> **Extract provided**:

>> START

# Please Share Pictures of Your Chicken Houses!



## happychick (Sep 20, 2010)

Please post a pic or two of your chicken set ups!
I'm looking to build or buy a chicken house this spring, I'd like to learn & get ideas from those who have done it before. (For the past 2 years my chickens have had a room in the barn and been free range, but we have a hawk problem now)...I have about 20 hens currently, probably won't ever have more then 30. I'm thinking of a chicken house connected to a fenced in run, so they can let themselves in and out - but not get picked up by our hawks!

Thanks so much, I really appreciate any pictures & advice!


----------



## bergere (May 11, 2002)

I bought a store Display Storage shed, with a heavy duty floor. In the process of painting the floor to seal it.
Also will be putting on a ridge vent, to make sure the inside does not get too hot.










In the processes of getting the Hen House yard put in around the House, that way I can contain them when needed.


----------



## mammabooh (Sep 1, 2004)

>> END

> **Data extract**:
>> START

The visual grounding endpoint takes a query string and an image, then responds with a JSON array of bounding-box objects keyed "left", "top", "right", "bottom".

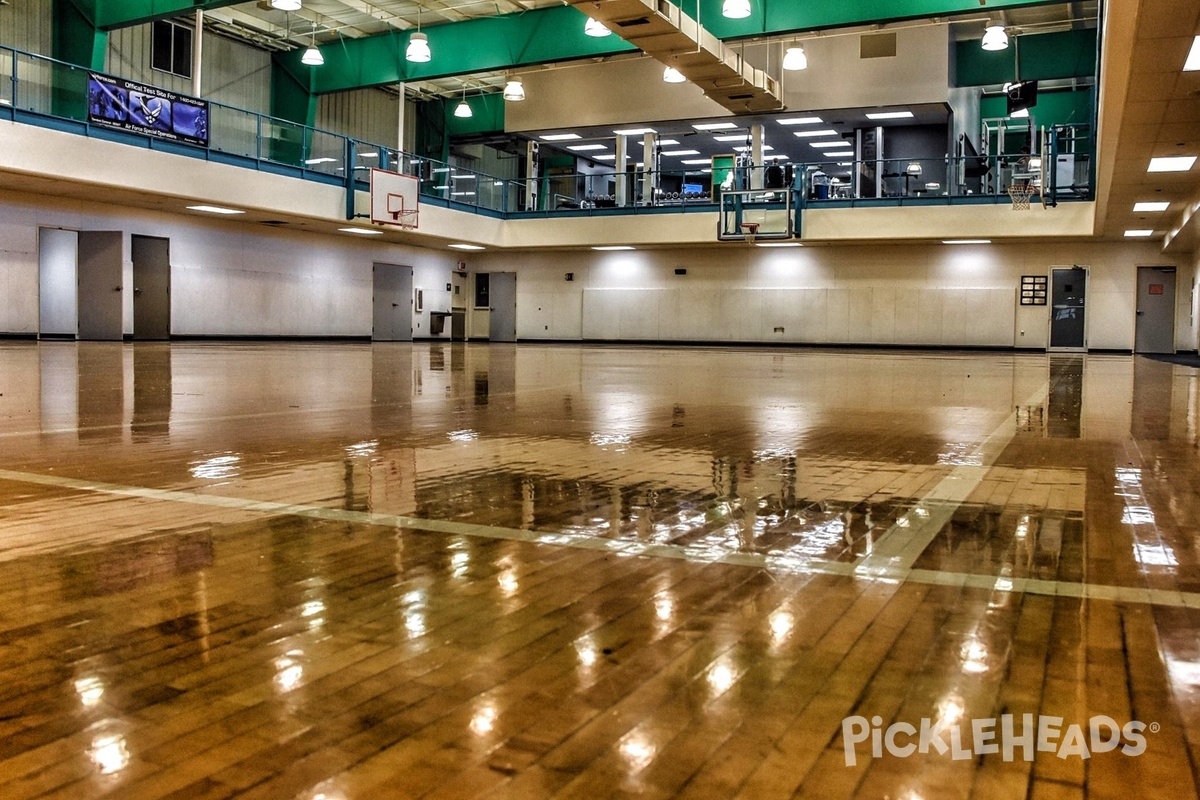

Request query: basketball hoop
[{"left": 1008, "top": 184, "right": 1038, "bottom": 211}]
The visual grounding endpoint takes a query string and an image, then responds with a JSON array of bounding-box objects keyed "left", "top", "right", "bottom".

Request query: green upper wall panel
[
  {"left": 281, "top": 6, "right": 637, "bottom": 95},
  {"left": 285, "top": 0, "right": 1075, "bottom": 94},
  {"left": 954, "top": 28, "right": 1096, "bottom": 86}
]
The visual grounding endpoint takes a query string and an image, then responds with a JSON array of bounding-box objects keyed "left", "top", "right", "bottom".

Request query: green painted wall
[{"left": 953, "top": 28, "right": 1097, "bottom": 86}]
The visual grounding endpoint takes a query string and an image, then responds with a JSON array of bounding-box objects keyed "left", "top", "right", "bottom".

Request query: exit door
[
  {"left": 371, "top": 264, "right": 413, "bottom": 342},
  {"left": 1134, "top": 266, "right": 1175, "bottom": 353},
  {"left": 1050, "top": 266, "right": 1087, "bottom": 351},
  {"left": 76, "top": 230, "right": 125, "bottom": 342},
  {"left": 487, "top": 272, "right": 517, "bottom": 342},
  {"left": 130, "top": 236, "right": 170, "bottom": 339}
]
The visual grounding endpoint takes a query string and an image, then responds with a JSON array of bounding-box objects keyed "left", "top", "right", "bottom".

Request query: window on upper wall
[
  {"left": 150, "top": 19, "right": 192, "bottom": 78},
  {"left": 475, "top": 272, "right": 492, "bottom": 308}
]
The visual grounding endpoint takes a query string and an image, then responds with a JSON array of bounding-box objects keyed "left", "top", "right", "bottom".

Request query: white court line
[{"left": 0, "top": 470, "right": 1200, "bottom": 608}]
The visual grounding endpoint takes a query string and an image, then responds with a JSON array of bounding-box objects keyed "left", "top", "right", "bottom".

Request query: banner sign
[{"left": 88, "top": 72, "right": 209, "bottom": 148}]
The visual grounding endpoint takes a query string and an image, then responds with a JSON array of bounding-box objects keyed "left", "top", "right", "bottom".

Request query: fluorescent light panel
[
  {"left": 187, "top": 205, "right": 246, "bottom": 213},
  {"left": 1146, "top": 156, "right": 1196, "bottom": 173}
]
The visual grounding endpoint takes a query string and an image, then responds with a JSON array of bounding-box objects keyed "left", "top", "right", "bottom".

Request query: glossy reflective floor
[{"left": 0, "top": 343, "right": 1200, "bottom": 800}]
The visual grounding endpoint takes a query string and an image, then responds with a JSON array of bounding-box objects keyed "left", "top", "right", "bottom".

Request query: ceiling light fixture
[
  {"left": 404, "top": 6, "right": 433, "bottom": 64},
  {"left": 784, "top": 44, "right": 809, "bottom": 72},
  {"left": 721, "top": 0, "right": 750, "bottom": 19},
  {"left": 504, "top": 78, "right": 524, "bottom": 103},
  {"left": 983, "top": 19, "right": 1008, "bottom": 50},
  {"left": 454, "top": 85, "right": 475, "bottom": 119},
  {"left": 1146, "top": 156, "right": 1196, "bottom": 173},
  {"left": 1183, "top": 36, "right": 1200, "bottom": 72},
  {"left": 583, "top": 17, "right": 612, "bottom": 37}
]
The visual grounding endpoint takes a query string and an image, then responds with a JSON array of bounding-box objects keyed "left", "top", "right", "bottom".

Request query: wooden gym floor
[{"left": 0, "top": 343, "right": 1200, "bottom": 800}]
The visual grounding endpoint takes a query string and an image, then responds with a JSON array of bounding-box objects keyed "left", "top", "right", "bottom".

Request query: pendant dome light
[
  {"left": 784, "top": 44, "right": 809, "bottom": 72},
  {"left": 721, "top": 0, "right": 750, "bottom": 19},
  {"left": 983, "top": 19, "right": 1008, "bottom": 50},
  {"left": 404, "top": 7, "right": 433, "bottom": 64},
  {"left": 504, "top": 78, "right": 524, "bottom": 103},
  {"left": 454, "top": 85, "right": 475, "bottom": 119},
  {"left": 583, "top": 17, "right": 612, "bottom": 37}
]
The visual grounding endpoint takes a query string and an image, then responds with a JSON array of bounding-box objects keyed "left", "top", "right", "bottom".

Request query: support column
[
  {"left": 192, "top": 8, "right": 204, "bottom": 97},
  {"left": 750, "top": 125, "right": 764, "bottom": 190},
  {"left": 642, "top": 133, "right": 659, "bottom": 205},
  {"left": 612, "top": 133, "right": 629, "bottom": 206}
]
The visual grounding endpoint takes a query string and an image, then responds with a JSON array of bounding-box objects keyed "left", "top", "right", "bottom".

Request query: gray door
[
  {"left": 1134, "top": 266, "right": 1175, "bottom": 353},
  {"left": 76, "top": 230, "right": 125, "bottom": 342},
  {"left": 371, "top": 264, "right": 413, "bottom": 342},
  {"left": 1050, "top": 266, "right": 1087, "bottom": 350},
  {"left": 487, "top": 272, "right": 517, "bottom": 342},
  {"left": 130, "top": 236, "right": 170, "bottom": 339}
]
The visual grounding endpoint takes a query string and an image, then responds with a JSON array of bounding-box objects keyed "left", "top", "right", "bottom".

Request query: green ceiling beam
[
  {"left": 85, "top": 0, "right": 246, "bottom": 30},
  {"left": 280, "top": 6, "right": 637, "bottom": 95},
  {"left": 285, "top": 0, "right": 1075, "bottom": 95}
]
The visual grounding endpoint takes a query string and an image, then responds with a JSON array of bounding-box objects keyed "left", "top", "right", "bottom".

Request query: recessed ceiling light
[
  {"left": 187, "top": 205, "right": 246, "bottom": 213},
  {"left": 1146, "top": 156, "right": 1196, "bottom": 173},
  {"left": 1183, "top": 36, "right": 1200, "bottom": 72}
]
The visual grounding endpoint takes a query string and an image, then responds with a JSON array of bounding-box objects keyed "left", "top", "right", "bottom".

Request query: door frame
[
  {"left": 1133, "top": 264, "right": 1180, "bottom": 354},
  {"left": 1046, "top": 264, "right": 1092, "bottom": 353}
]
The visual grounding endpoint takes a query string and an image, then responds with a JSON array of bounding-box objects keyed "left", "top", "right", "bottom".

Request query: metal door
[
  {"left": 371, "top": 264, "right": 413, "bottom": 342},
  {"left": 1134, "top": 266, "right": 1175, "bottom": 353},
  {"left": 130, "top": 236, "right": 170, "bottom": 339},
  {"left": 1050, "top": 266, "right": 1087, "bottom": 350},
  {"left": 76, "top": 230, "right": 125, "bottom": 342},
  {"left": 487, "top": 272, "right": 517, "bottom": 342}
]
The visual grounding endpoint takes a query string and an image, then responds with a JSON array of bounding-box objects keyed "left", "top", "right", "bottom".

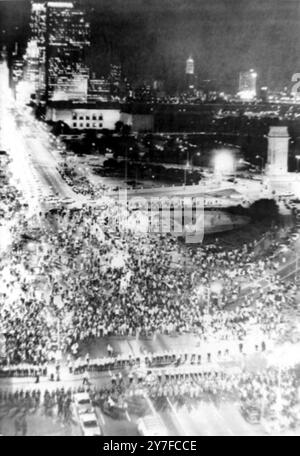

>> END

> **Tasks to perform**:
a - In the chicken house thread, retype the part that opens with the words containing "## happychick (Sep" and closes with "(May 11, 2002)".
b - Rewrite the paragraph of the chicken house thread that begins "I'm looking to build or buy a chicken house" as a bulleted list, keeping its main facts.

> **Solution set**:
a -
## happychick (Sep 20, 2010)

Please post a pic or two of your chicken set ups!
I'm looking to build or buy a chicken house this spring, I'd like to learn & get ideas from those who have done it before. (For the past 2 years my chickens have had a room in the barn and been free range, but we have a hawk problem now)...I have about 20 hens currently, probably won't ever have more then 30. I'm thinking of a chicken house connected to a fenced in run, so they can let themselves in and out - but not get picked up by our hawks!

Thanks so much, I really appreciate any pictures & advice!


----------



## bergere (May 11, 2002)

b -
- Plans to build or buy a chicken house this spring and wants to learn and get ideas from people who have done it before.
- For the past 2 years, the chickens have had a room in the barn and been free range, but there is now a hawk problem.
- Has about 20 hens and probably won't ever have more than 30.
- Is considering a chicken house connected to a fenced-in run, so the hens can let themselves in and out without being picked up by the hawks.